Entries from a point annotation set
----------
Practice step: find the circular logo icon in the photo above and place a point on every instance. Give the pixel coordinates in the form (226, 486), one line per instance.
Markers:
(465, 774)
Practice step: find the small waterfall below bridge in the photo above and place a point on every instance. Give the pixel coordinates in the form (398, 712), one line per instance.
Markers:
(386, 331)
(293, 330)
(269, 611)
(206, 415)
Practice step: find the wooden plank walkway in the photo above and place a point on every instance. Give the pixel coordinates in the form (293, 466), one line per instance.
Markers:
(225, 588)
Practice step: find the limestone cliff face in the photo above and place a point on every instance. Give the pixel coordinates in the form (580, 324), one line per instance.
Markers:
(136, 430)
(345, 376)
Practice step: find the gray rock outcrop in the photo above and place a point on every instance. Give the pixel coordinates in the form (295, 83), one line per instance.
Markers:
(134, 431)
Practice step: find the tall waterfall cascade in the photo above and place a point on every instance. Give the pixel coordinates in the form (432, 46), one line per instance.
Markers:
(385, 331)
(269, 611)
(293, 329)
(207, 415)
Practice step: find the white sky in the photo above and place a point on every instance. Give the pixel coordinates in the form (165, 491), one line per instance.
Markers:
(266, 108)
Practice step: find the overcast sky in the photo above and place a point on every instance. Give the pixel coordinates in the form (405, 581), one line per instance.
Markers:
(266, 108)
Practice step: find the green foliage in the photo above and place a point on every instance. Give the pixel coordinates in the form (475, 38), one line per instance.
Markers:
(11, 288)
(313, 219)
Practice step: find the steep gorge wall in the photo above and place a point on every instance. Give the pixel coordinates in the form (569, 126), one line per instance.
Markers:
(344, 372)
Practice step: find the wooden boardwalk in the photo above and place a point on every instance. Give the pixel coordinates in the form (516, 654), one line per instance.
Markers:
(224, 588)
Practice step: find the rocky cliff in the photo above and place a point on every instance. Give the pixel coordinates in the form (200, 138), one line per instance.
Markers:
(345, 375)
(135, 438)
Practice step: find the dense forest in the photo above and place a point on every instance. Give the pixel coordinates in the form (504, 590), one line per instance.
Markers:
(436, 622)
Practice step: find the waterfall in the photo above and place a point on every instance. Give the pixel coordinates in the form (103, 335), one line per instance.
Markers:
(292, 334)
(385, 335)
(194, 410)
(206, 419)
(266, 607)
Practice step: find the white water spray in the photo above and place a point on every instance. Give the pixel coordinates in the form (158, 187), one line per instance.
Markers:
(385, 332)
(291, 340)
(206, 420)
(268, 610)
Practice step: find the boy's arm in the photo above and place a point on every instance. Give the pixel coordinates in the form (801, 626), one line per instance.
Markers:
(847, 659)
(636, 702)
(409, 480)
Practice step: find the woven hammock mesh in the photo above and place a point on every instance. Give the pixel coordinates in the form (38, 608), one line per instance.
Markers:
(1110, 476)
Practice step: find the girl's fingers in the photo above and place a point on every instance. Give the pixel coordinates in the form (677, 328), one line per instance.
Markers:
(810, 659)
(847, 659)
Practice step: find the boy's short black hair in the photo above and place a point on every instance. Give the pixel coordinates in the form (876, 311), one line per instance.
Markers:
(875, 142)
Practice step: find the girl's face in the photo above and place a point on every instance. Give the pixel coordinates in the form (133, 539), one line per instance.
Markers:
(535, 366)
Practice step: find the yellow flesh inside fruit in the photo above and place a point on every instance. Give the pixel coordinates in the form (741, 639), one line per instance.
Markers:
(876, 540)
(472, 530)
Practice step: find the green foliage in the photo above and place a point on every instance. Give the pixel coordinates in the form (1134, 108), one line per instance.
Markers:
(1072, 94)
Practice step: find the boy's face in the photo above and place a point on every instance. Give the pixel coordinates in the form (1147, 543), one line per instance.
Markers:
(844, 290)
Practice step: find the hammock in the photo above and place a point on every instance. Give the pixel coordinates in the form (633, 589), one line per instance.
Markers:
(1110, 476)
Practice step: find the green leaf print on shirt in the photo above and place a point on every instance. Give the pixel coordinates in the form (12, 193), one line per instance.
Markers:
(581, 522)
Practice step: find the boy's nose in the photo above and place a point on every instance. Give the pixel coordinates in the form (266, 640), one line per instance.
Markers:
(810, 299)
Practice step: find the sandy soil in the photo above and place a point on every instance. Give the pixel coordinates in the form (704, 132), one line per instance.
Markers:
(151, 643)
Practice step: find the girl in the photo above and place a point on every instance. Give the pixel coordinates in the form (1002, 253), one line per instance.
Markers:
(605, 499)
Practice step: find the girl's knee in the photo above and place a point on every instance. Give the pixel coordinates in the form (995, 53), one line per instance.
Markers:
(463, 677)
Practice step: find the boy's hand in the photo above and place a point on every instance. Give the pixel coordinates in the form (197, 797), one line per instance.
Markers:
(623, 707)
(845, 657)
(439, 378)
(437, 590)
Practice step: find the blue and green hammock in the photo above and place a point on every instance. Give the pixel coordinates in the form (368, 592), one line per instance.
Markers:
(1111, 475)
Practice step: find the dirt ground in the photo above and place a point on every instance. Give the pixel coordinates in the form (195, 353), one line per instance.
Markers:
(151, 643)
----------
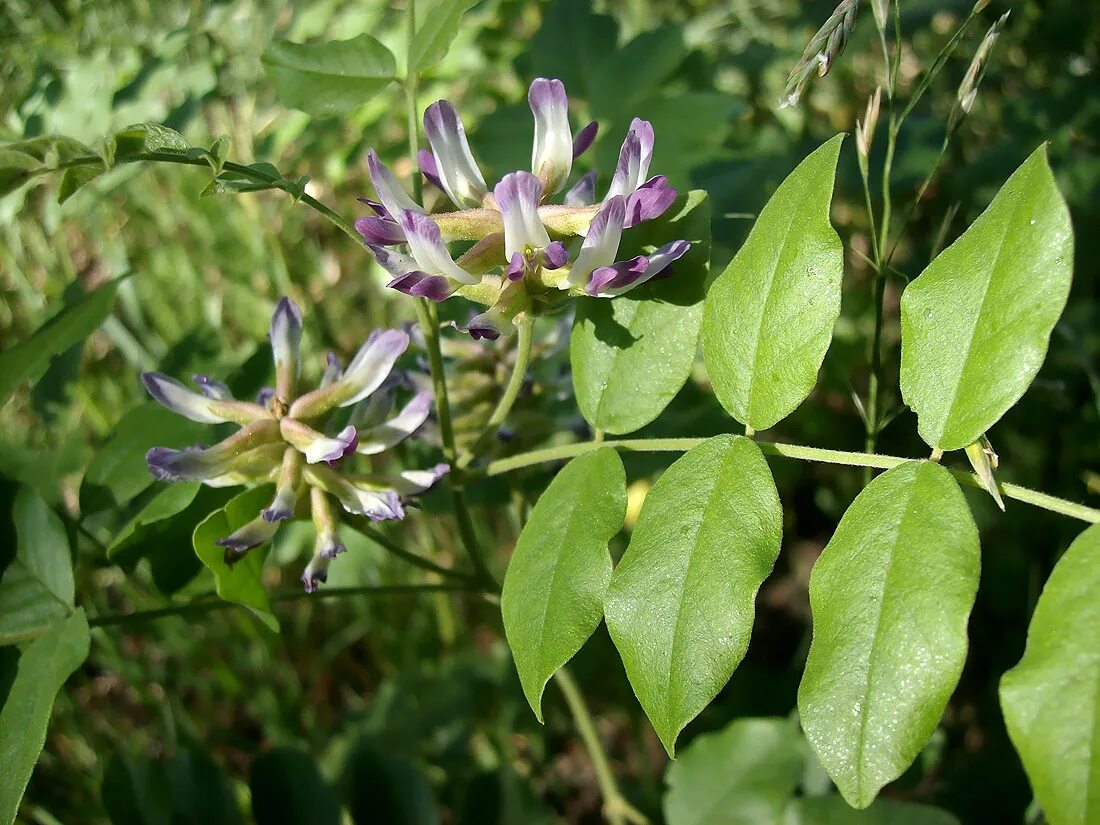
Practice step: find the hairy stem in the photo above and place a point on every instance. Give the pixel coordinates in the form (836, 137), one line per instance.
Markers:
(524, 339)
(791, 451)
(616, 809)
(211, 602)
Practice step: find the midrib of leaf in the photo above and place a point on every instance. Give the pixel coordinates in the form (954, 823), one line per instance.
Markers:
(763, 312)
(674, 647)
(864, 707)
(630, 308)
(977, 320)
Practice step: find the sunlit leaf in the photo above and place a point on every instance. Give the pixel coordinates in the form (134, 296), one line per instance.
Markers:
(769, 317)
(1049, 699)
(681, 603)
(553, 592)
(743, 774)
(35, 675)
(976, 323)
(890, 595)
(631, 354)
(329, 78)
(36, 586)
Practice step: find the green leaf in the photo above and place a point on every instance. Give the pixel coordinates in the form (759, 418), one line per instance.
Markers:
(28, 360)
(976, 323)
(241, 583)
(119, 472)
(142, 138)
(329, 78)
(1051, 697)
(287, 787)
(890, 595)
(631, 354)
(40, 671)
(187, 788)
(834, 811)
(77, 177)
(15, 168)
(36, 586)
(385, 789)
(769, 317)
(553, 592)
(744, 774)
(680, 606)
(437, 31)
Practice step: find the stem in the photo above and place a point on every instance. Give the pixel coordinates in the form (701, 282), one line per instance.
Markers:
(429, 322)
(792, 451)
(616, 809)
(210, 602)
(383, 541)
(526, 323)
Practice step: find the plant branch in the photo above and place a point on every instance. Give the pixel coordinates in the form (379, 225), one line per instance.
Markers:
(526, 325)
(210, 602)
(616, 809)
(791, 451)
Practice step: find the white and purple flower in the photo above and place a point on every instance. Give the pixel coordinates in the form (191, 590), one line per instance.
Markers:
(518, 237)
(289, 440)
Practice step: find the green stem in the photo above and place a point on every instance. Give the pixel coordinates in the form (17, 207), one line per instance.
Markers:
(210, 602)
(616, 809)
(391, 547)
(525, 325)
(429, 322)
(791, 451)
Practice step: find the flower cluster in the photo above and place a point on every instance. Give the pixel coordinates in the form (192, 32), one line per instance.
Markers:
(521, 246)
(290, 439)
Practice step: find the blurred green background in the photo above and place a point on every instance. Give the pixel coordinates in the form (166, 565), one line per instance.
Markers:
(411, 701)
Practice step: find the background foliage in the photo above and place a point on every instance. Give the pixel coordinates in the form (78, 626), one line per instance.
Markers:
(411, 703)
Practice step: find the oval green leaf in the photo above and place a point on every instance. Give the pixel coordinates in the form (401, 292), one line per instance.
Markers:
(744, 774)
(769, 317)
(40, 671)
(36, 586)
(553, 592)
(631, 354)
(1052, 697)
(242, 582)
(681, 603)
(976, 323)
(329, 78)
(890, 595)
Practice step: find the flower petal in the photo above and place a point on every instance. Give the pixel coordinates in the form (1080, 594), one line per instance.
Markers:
----------
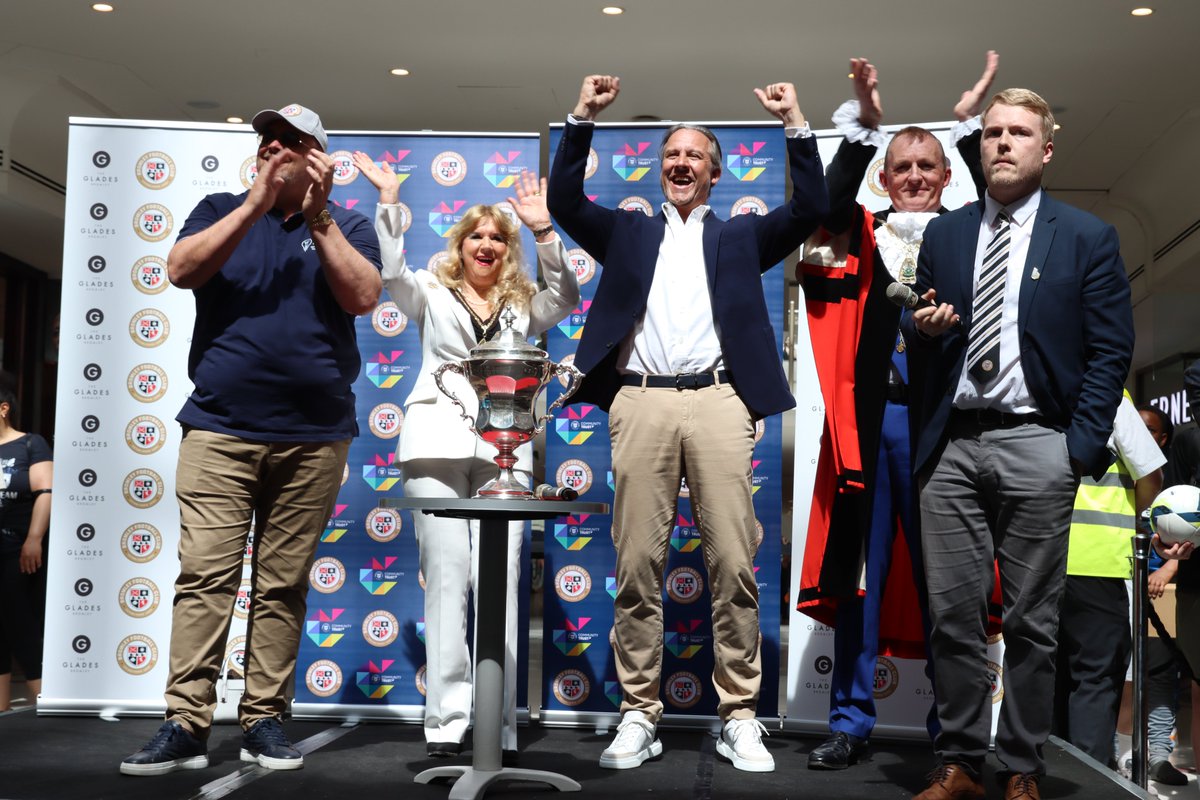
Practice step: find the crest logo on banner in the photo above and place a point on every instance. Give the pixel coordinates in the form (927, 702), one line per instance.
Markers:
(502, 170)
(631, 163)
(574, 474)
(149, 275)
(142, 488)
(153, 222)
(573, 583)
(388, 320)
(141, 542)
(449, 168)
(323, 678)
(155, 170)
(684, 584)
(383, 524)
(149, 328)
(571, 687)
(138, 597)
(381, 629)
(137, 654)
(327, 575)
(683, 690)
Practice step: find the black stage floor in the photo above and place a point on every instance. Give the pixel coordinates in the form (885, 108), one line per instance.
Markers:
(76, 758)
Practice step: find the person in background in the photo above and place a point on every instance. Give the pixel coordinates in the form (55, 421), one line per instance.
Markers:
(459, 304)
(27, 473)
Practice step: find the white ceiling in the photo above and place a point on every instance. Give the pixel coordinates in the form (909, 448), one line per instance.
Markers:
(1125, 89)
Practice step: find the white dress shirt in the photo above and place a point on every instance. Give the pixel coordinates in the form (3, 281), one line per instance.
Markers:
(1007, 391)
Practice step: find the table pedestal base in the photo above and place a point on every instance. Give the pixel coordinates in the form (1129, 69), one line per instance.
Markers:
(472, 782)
----------
What is required :: List each line of the records above that contains the word "hammock", treating uppercase and lowercase letters as different.

Completed exercise ::
Practice step: find the woven hammock mesh in the photo above and place a point on every instance. Give the pixel coordinates in the form (38, 608), one line per instance.
Practice step: find the hammock in the photo above and place a point on every instance. Give the pixel coordinates in the form (633, 589), one line per instance.
Practice step: find the blue and green hammock in the photo above and place a point on every instance. Give the pixel coordinates in the form (368, 592), one line per instance.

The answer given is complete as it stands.